• **Exercise details**
Copy the lines word for word, starting at the one containing "obj=white stamen" and ending at the one containing "[138,213,425,409]". Leave the pictures out of your answer.
-- START Data shown --
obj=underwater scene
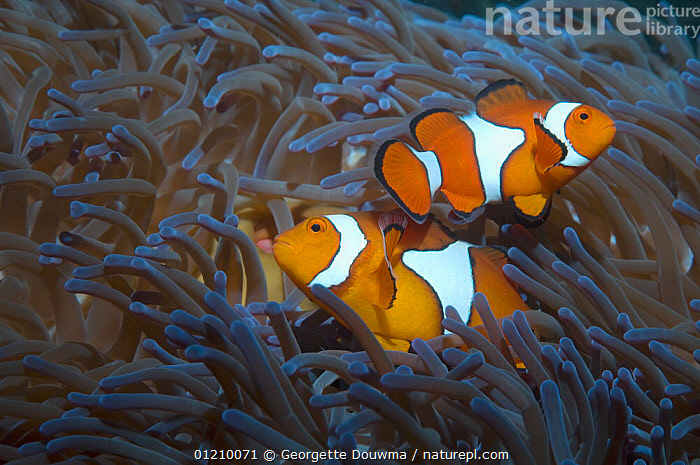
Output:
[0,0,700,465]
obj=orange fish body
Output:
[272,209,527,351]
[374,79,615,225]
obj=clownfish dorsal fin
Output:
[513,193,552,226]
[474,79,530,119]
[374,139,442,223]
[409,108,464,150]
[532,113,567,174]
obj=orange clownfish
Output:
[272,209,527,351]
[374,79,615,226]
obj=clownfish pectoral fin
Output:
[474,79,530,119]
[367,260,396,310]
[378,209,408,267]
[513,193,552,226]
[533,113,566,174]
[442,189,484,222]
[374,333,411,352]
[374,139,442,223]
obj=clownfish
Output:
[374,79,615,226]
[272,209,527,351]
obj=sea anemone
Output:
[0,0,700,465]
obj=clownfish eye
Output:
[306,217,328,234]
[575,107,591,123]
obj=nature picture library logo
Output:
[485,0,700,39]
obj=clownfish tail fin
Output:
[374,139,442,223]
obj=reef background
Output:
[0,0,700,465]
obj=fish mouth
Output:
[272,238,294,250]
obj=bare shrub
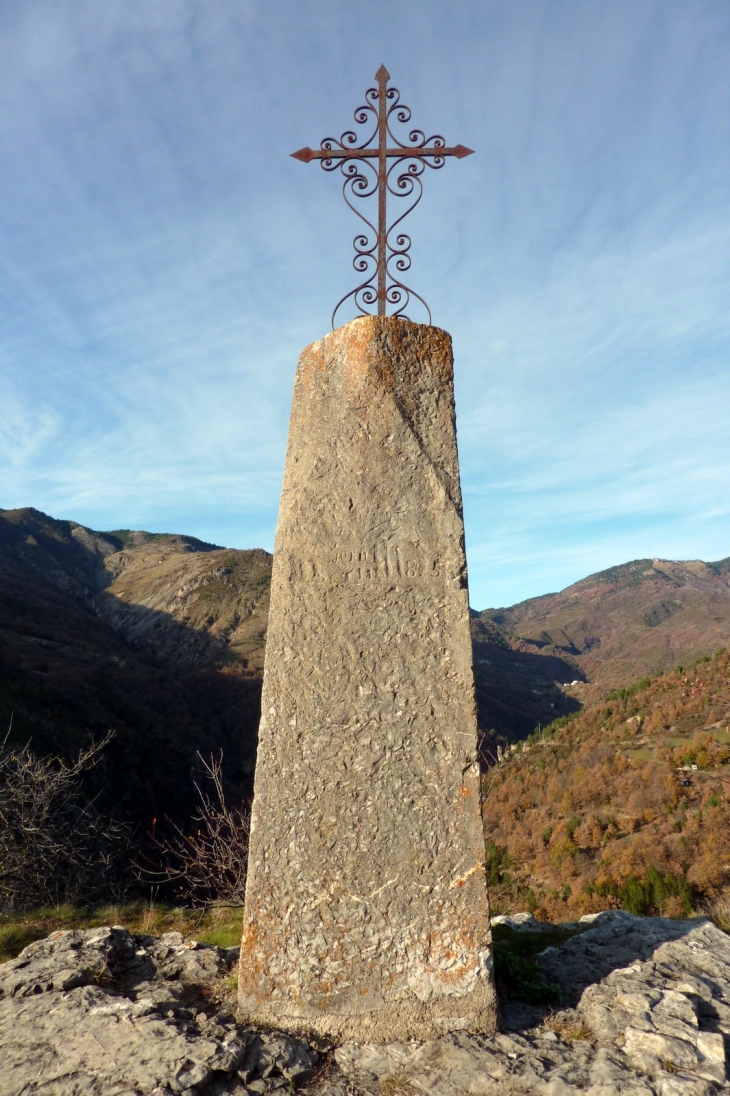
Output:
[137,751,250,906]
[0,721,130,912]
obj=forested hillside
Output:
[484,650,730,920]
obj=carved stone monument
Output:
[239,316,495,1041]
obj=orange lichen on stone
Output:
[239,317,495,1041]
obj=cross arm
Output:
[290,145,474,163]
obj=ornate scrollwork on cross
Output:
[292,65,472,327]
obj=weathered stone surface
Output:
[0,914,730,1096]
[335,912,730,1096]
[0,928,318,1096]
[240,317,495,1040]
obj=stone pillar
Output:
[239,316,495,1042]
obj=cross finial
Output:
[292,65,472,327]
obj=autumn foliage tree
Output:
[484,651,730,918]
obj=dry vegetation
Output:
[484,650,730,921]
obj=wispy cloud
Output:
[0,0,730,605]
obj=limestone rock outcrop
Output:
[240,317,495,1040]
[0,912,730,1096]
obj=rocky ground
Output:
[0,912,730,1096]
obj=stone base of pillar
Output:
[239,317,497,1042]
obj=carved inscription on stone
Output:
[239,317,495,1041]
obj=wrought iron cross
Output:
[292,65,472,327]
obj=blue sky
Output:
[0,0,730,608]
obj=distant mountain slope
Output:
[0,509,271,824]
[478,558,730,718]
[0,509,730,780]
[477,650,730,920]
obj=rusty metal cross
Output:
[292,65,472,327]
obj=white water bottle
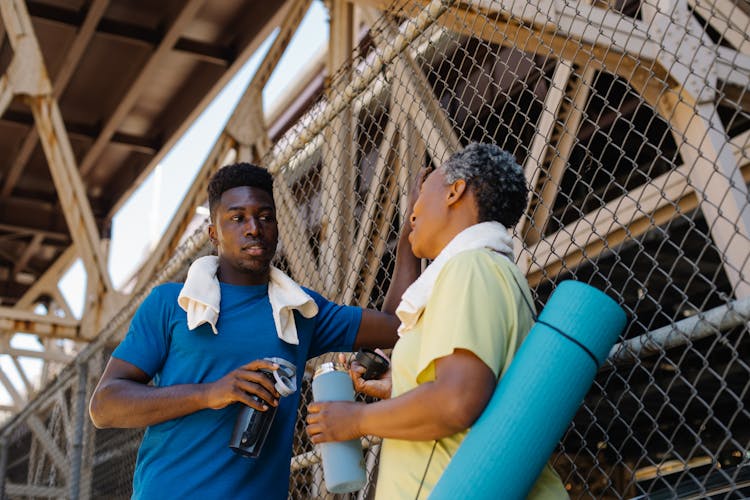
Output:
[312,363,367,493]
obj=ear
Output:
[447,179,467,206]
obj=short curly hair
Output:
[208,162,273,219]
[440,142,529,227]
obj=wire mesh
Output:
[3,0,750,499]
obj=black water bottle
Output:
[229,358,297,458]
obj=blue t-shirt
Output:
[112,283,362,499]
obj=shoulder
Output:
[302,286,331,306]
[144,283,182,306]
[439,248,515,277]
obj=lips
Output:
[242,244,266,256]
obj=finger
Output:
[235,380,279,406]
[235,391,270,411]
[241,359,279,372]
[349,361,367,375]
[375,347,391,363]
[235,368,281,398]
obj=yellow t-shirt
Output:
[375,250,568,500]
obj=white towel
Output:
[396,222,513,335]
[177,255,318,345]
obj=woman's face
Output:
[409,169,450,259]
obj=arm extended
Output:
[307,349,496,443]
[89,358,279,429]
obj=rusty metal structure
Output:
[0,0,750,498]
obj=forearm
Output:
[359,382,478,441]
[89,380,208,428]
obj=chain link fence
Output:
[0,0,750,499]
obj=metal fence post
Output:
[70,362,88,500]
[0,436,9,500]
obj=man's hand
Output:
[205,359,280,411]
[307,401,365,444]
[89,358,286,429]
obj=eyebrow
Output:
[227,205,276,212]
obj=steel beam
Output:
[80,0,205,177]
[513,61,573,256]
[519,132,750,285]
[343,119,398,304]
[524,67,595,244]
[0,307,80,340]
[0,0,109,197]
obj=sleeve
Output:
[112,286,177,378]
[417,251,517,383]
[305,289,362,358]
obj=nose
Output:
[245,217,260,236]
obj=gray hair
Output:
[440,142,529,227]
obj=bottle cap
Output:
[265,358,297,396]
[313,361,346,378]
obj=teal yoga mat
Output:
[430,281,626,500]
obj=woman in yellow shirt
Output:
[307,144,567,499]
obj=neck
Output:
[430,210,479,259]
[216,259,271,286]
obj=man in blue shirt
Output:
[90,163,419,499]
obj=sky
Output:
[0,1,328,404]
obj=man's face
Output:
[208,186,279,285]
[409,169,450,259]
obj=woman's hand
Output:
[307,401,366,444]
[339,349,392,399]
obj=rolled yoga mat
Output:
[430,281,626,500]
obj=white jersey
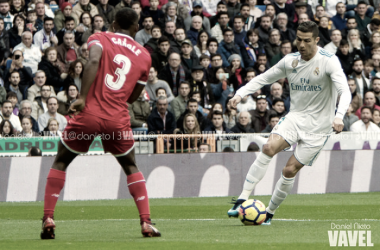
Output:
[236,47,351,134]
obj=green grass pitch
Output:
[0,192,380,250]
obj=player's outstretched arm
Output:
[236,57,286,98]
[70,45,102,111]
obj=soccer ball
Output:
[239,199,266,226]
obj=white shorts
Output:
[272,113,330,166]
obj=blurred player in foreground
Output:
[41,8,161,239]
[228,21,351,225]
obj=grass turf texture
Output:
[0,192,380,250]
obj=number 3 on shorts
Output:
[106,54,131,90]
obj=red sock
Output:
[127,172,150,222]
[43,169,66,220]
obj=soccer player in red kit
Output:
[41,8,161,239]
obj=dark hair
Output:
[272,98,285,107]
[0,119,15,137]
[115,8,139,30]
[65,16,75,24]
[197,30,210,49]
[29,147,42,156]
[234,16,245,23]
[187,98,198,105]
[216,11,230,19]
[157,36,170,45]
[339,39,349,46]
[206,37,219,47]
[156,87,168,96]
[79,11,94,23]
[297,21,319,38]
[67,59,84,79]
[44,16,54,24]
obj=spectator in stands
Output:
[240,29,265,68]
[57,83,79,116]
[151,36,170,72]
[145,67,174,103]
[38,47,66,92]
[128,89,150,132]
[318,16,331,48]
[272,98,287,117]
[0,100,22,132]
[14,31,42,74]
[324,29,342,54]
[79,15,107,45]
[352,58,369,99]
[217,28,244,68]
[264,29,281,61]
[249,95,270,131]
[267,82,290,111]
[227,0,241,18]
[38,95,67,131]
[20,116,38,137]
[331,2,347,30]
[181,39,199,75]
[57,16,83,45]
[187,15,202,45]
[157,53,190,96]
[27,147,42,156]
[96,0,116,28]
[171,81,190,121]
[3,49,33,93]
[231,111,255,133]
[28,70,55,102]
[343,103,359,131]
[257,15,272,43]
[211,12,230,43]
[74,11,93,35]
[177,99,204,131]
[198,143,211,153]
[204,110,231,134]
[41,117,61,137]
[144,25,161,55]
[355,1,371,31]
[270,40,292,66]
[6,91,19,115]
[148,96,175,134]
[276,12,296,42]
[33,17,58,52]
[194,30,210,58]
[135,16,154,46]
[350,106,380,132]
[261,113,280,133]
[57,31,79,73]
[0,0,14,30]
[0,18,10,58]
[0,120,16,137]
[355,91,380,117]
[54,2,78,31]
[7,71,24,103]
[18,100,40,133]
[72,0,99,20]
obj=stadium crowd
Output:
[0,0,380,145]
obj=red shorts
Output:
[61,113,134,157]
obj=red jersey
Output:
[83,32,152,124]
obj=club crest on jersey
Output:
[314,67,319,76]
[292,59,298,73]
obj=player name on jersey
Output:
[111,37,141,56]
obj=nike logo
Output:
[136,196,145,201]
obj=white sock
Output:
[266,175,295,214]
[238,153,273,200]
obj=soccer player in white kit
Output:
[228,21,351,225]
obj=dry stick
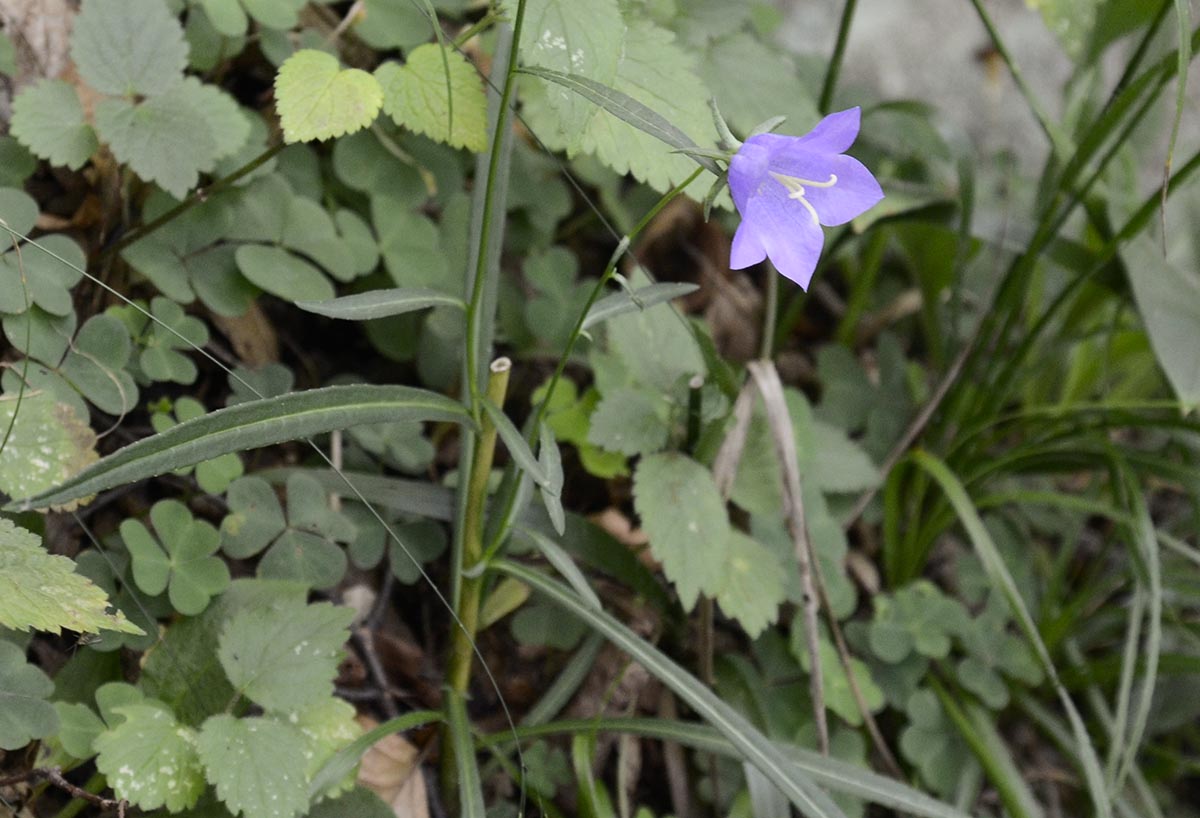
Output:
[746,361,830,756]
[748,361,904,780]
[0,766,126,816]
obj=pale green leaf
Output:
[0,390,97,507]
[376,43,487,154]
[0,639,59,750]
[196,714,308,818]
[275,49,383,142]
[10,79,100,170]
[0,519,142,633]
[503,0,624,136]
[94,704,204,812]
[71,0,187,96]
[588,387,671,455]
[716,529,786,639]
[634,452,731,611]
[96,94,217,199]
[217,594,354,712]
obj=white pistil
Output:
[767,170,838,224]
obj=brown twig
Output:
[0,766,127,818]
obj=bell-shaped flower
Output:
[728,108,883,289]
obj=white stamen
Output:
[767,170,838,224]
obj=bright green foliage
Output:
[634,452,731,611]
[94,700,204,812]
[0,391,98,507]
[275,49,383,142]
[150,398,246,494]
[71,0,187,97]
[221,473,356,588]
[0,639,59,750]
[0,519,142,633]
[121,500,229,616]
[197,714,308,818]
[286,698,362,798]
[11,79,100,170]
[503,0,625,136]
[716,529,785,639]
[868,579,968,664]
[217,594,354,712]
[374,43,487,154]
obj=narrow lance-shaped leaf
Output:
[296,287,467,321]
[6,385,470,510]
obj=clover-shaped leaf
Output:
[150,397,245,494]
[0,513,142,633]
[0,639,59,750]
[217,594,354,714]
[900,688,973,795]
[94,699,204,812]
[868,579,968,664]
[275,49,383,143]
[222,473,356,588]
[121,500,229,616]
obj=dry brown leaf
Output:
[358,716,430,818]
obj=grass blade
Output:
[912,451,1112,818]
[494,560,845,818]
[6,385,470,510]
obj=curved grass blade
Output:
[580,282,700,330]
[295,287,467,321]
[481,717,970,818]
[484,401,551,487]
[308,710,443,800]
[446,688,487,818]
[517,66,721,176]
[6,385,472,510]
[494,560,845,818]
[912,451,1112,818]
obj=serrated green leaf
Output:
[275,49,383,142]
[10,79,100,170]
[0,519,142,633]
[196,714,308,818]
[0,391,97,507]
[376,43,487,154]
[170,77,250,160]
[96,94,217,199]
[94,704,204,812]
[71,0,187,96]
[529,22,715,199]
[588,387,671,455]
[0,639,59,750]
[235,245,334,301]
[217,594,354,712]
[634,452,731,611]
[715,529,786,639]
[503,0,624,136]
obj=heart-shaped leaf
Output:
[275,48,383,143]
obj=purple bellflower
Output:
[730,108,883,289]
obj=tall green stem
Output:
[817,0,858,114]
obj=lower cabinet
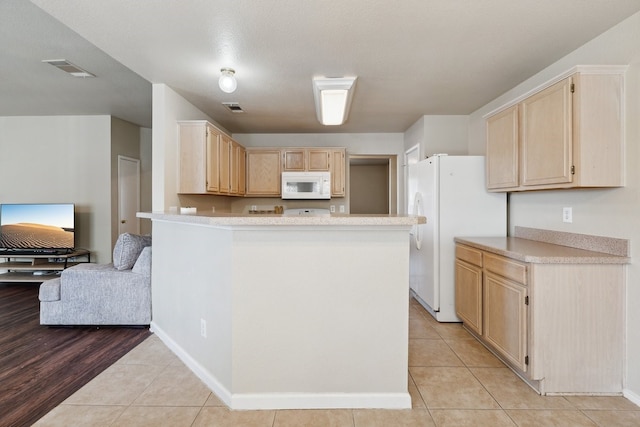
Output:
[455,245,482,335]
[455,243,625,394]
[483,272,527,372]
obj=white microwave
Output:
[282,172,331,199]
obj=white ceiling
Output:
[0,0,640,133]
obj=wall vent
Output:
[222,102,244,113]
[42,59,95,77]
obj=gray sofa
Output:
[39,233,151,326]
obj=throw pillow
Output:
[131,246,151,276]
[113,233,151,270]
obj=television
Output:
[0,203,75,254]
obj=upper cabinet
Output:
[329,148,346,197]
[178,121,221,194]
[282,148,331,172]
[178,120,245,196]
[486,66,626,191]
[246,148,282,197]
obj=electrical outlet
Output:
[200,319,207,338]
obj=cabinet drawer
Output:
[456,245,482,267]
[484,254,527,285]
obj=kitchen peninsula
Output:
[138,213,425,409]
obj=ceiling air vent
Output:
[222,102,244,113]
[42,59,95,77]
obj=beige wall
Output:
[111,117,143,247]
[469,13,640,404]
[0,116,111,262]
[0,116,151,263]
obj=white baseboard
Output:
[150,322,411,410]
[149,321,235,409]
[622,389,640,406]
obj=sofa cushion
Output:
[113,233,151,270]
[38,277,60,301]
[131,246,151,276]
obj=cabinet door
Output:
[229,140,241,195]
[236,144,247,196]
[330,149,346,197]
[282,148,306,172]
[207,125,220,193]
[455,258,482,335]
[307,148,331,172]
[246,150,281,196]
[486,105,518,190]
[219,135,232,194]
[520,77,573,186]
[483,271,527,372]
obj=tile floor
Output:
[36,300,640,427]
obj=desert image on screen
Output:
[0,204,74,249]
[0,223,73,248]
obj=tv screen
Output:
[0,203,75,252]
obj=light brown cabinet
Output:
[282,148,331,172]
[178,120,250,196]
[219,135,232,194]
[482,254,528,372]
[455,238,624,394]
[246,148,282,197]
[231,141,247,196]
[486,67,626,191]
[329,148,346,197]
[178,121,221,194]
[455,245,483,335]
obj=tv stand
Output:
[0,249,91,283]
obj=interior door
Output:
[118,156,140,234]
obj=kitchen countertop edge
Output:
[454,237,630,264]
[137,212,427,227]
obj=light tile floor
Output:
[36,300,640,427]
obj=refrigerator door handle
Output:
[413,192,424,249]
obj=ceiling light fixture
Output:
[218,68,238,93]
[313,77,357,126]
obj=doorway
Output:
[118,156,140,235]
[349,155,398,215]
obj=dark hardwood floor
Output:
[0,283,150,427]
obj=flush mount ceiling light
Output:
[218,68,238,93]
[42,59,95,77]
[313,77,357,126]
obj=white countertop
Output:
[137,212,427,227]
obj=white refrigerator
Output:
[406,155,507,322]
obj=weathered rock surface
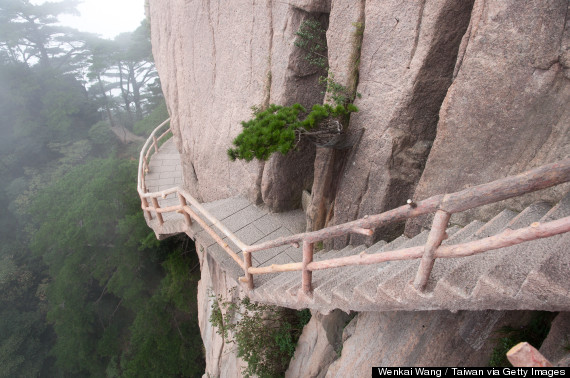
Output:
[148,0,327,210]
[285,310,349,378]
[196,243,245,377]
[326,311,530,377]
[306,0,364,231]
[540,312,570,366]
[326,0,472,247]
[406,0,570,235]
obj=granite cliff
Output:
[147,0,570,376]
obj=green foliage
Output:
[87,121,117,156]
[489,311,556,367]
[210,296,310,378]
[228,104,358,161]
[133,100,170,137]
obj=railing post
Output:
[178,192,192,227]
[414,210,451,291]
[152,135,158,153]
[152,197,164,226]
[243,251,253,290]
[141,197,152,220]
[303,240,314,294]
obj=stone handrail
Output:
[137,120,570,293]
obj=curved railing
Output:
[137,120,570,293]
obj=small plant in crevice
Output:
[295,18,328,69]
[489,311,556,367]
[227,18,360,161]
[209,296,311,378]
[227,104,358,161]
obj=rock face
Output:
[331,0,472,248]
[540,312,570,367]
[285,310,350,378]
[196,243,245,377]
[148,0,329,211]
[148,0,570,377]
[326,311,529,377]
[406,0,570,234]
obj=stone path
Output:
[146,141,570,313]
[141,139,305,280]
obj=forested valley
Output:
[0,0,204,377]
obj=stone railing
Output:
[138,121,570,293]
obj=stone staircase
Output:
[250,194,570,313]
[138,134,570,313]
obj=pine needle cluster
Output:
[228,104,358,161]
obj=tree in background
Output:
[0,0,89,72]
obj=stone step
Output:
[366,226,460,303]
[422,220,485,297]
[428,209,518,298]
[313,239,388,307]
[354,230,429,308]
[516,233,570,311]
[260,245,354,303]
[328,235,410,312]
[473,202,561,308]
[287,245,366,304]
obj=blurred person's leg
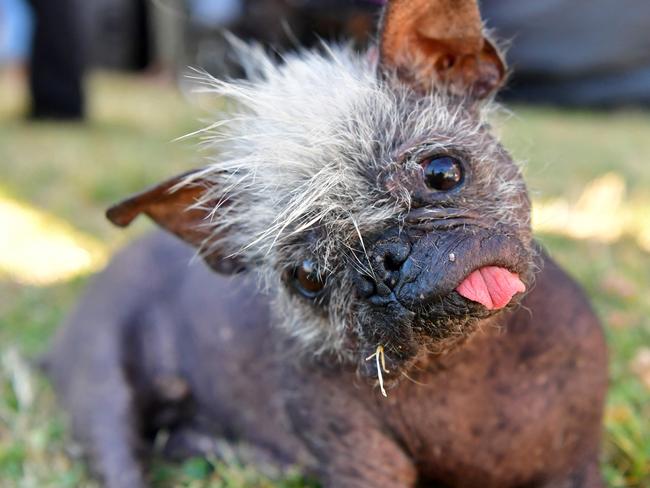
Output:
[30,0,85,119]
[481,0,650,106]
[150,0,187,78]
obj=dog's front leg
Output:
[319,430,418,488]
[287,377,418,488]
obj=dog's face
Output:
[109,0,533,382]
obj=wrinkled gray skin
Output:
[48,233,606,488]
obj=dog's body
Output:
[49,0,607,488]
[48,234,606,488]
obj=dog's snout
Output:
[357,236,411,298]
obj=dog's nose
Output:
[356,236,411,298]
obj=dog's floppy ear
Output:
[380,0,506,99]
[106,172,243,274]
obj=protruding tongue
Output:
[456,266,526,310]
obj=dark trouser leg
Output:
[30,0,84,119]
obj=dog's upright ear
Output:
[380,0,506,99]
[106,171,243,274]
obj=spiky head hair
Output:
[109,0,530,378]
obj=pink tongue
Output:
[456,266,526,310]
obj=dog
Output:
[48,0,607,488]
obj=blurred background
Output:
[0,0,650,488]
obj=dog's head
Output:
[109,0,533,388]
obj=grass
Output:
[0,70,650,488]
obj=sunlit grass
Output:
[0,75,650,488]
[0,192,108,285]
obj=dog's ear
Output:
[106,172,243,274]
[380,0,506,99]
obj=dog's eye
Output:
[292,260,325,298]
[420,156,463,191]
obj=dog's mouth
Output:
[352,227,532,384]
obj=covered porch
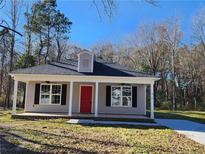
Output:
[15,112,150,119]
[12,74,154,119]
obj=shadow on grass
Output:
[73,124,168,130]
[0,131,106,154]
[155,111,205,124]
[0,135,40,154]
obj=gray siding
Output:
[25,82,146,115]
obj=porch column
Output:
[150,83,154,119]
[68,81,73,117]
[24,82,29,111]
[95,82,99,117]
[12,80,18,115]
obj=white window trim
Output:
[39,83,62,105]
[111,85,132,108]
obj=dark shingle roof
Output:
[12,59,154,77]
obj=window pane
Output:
-- END Data shown --
• **Written reply**
obj=white stamen
Output:
[767,170,838,224]
obj=bright green foliage
Output:
[634,452,731,611]
[94,700,204,812]
[0,391,98,507]
[275,49,383,142]
[150,398,246,494]
[71,0,187,97]
[221,473,356,588]
[0,639,59,750]
[0,519,142,633]
[121,500,229,616]
[197,714,308,818]
[286,698,362,798]
[11,79,100,170]
[503,0,625,136]
[716,529,785,639]
[868,579,968,664]
[217,594,354,712]
[374,43,487,154]
obj=narrow lance-shaped leaf
Output:
[296,287,467,321]
[6,385,470,510]
obj=clover-shaped leaf
Output:
[150,397,245,494]
[0,513,142,633]
[0,639,59,750]
[217,594,354,714]
[900,688,973,795]
[94,699,204,812]
[868,579,968,664]
[275,49,383,143]
[222,473,356,588]
[121,500,229,616]
obj=dry brown leaf
Output:
[358,716,430,818]
obj=grass blade
Output:
[912,451,1112,818]
[494,560,845,818]
[6,385,470,510]
obj=curved grass blade
Output:
[580,282,700,330]
[295,287,467,321]
[481,717,970,818]
[484,401,551,487]
[308,710,443,800]
[446,688,487,818]
[517,66,721,176]
[6,385,472,510]
[494,560,845,818]
[912,451,1112,818]
obj=serrated green leaf
Output:
[275,49,383,142]
[10,79,100,170]
[0,519,142,633]
[196,714,308,818]
[0,391,97,507]
[376,43,487,154]
[170,77,250,160]
[96,94,217,199]
[94,704,204,812]
[71,0,187,96]
[529,22,715,199]
[588,387,671,455]
[0,639,59,750]
[235,245,334,301]
[217,594,354,712]
[634,452,731,611]
[715,529,786,639]
[503,0,624,136]
obj=heart-shaped leaf
Output:
[275,48,383,143]
obj=purple bellflower
Output:
[730,108,883,289]
obj=tall green stem
Output:
[817,0,858,114]
obj=lower cabinet
Output:
[455,245,482,335]
[455,243,625,394]
[483,272,527,372]
obj=white microwave
Output:
[282,172,331,199]
obj=white ceiling
Output:
[0,0,640,133]
obj=wall vent
Output:
[222,102,244,113]
[42,59,95,77]
obj=gray sofa
Output:
[39,233,151,326]
obj=throw pillow
Output:
[131,246,151,276]
[113,233,151,270]
obj=television
Output:
[0,203,75,254]
obj=upper cabinet
Output:
[329,148,346,197]
[178,121,221,194]
[282,148,331,172]
[178,120,245,196]
[486,66,626,191]
[246,148,282,197]
obj=electrical outlet
Output:
[200,319,207,338]
obj=cabinet drawer
Output:
[456,245,482,267]
[484,254,527,285]
obj=kitchen peninsula
Output:
[138,213,425,409]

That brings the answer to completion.